EXERCISE INPUT:
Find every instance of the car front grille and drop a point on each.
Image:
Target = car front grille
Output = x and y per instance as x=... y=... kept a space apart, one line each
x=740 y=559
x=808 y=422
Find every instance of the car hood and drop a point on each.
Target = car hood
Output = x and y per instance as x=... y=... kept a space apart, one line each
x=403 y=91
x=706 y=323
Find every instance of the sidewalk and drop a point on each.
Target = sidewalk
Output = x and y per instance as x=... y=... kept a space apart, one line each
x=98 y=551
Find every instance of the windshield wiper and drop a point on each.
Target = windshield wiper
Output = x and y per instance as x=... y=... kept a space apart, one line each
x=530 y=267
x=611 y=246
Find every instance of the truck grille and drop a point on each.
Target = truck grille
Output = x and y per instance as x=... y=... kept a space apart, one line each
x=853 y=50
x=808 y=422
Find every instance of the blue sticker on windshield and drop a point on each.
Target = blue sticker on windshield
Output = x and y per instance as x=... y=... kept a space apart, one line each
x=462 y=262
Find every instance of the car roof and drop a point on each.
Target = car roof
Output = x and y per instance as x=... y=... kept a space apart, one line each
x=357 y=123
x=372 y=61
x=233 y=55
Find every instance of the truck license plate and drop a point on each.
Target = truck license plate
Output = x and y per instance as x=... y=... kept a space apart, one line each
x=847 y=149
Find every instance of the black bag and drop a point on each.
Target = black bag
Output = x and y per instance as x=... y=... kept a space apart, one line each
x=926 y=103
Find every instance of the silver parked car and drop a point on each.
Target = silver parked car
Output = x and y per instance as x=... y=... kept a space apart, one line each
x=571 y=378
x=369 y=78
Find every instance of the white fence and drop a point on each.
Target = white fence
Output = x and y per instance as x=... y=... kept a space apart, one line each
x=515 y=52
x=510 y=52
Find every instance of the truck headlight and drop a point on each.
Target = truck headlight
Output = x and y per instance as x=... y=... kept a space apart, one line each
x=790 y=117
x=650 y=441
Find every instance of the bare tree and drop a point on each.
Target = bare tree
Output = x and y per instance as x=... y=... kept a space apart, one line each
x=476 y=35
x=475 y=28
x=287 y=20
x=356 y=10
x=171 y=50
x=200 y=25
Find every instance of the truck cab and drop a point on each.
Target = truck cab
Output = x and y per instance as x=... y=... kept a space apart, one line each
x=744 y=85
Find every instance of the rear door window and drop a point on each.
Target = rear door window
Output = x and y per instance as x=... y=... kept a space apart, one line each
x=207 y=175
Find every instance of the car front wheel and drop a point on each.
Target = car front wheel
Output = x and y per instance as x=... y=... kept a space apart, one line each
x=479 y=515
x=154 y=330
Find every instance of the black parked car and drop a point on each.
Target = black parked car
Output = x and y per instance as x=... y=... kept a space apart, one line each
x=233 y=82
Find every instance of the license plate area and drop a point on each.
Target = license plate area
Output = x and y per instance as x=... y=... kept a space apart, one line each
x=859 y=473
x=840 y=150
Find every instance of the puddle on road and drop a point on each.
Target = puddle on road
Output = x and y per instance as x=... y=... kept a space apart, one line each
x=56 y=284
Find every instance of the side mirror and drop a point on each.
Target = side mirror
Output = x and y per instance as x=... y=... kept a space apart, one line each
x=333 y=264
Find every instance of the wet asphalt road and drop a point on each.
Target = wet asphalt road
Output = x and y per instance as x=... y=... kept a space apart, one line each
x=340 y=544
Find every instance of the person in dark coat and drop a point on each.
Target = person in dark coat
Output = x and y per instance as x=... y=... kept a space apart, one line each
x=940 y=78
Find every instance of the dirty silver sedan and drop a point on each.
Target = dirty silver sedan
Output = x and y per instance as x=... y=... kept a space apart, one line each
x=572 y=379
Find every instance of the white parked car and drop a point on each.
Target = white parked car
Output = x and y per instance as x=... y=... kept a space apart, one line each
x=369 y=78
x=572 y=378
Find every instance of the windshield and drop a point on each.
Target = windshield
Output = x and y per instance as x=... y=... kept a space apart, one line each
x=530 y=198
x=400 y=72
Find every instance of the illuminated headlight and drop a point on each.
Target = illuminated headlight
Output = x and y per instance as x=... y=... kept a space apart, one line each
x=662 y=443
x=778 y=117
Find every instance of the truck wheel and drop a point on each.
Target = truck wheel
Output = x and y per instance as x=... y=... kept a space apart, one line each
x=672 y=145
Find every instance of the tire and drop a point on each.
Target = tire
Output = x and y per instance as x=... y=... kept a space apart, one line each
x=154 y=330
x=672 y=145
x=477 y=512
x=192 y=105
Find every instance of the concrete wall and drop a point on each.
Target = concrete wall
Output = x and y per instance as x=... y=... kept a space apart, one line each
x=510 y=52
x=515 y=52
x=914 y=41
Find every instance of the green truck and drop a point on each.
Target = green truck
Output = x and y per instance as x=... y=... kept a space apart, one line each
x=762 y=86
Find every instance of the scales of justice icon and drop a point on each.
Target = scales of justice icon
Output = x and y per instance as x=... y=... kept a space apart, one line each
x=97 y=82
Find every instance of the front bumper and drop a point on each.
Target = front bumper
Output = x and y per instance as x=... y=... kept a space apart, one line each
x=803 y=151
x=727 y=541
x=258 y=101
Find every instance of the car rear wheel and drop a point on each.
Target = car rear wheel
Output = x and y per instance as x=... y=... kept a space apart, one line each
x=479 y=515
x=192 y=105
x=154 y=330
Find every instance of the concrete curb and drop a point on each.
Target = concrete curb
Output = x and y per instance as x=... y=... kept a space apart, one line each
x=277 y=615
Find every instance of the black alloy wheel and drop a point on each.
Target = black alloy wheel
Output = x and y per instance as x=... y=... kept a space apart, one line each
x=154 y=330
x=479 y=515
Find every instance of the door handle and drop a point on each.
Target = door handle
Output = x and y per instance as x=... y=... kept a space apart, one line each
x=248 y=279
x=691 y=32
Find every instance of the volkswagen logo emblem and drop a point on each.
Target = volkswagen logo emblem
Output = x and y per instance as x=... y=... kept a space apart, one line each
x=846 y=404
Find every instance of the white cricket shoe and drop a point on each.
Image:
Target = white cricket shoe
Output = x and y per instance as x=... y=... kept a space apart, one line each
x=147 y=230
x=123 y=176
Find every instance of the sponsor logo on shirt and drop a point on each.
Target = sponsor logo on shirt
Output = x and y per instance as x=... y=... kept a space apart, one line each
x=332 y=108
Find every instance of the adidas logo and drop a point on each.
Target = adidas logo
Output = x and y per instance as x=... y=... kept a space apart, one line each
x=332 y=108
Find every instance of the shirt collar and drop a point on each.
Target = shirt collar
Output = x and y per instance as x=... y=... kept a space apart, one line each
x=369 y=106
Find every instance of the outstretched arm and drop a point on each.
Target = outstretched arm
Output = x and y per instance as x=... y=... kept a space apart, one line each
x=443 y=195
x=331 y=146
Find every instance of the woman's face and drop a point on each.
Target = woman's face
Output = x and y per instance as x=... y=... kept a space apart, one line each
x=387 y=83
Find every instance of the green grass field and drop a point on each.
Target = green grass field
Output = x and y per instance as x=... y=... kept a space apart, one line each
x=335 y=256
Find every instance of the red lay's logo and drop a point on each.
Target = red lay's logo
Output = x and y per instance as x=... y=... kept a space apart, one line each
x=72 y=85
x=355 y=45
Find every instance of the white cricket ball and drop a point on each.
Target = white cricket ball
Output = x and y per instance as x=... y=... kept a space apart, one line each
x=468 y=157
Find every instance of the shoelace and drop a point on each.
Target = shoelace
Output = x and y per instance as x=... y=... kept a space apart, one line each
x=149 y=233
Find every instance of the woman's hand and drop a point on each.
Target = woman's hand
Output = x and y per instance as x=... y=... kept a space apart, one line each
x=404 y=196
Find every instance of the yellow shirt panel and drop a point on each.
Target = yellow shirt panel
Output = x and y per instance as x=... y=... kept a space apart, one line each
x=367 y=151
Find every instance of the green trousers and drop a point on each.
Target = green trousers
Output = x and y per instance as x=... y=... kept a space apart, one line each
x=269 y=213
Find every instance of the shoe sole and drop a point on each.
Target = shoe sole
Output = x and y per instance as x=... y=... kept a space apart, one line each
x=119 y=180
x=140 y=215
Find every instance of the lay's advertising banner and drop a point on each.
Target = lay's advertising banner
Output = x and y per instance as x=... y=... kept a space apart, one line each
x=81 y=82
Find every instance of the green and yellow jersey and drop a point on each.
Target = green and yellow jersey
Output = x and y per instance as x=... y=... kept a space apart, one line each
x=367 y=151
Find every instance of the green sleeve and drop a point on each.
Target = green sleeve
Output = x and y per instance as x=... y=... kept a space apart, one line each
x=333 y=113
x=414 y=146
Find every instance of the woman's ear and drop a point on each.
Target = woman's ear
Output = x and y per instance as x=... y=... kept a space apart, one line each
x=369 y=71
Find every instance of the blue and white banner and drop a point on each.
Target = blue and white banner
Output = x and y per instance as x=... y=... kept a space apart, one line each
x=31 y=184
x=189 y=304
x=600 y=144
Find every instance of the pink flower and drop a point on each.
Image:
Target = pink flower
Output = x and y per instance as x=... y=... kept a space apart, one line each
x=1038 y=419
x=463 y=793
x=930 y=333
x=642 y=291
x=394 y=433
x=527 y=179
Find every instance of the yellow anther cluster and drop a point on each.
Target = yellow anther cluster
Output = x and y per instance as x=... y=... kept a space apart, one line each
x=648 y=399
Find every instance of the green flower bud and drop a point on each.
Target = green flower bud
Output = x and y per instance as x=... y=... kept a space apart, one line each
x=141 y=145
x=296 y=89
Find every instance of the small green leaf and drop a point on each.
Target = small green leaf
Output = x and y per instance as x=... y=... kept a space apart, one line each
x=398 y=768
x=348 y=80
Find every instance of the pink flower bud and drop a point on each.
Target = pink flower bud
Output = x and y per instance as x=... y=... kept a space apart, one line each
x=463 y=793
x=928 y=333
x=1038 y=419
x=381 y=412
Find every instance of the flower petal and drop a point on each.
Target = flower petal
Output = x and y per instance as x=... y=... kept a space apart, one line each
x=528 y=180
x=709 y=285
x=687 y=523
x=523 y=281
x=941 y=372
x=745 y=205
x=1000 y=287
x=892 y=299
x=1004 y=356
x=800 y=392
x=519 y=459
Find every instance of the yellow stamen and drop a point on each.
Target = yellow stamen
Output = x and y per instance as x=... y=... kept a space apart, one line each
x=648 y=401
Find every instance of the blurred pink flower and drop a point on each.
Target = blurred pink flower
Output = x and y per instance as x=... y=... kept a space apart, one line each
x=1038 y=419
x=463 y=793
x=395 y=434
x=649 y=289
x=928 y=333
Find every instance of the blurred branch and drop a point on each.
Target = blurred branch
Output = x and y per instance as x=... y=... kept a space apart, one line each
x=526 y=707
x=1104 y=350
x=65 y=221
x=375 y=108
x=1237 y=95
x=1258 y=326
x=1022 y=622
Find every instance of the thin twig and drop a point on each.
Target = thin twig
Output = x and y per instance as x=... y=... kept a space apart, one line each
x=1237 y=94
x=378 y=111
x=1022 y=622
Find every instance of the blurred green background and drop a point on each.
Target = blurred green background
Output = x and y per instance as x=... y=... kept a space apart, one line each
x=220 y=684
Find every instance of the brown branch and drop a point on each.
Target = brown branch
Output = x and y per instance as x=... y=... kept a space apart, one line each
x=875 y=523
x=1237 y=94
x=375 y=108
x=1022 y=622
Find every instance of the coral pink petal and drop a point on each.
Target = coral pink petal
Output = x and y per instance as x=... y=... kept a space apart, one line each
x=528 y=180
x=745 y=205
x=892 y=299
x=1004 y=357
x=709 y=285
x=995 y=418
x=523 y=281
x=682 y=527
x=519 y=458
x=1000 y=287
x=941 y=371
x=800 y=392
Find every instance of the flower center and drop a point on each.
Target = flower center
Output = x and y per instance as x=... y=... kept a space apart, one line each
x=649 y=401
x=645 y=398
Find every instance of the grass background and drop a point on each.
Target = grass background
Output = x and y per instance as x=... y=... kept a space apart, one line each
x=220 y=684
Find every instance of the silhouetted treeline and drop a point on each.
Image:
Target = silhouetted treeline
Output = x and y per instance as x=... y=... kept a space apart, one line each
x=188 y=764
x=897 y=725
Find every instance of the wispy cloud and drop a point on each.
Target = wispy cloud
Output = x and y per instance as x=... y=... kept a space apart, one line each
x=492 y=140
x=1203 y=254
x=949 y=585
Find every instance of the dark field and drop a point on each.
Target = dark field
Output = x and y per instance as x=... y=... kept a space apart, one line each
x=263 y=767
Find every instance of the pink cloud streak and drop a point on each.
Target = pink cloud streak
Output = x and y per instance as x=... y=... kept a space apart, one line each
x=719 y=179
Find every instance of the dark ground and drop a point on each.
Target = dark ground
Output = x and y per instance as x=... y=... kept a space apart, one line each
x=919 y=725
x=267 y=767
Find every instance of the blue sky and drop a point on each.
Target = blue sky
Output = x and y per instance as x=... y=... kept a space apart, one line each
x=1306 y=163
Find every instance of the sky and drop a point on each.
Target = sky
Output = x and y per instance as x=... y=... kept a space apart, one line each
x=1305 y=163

WHAT NEEDS TO BE DONE: Quote the stretch of material from its first line through the line containing "x=611 y=246", keeping every line word for word.

RESULT:
Find every instance of the car front grille and drop a point on each.
Image:
Target = car front grille
Output = x and y per instance as x=... y=... kept a space apart, one line each
x=740 y=559
x=808 y=422
Find every instance of the car hood and drop a point on each.
Target = car hood
Output = x and y per instance as x=... y=... kept a space apart, one line each
x=403 y=91
x=706 y=323
Find every instance of the sidewalk and drop a point on each.
Target = sidewalk
Output = x and y per instance as x=... y=... kept a space apart, one line each
x=98 y=551
Find every instance of the windshield wiper and drop a point on each.
Target = windshield wiper
Output = x and y per instance as x=... y=... kept a space apart, one line each
x=530 y=267
x=611 y=246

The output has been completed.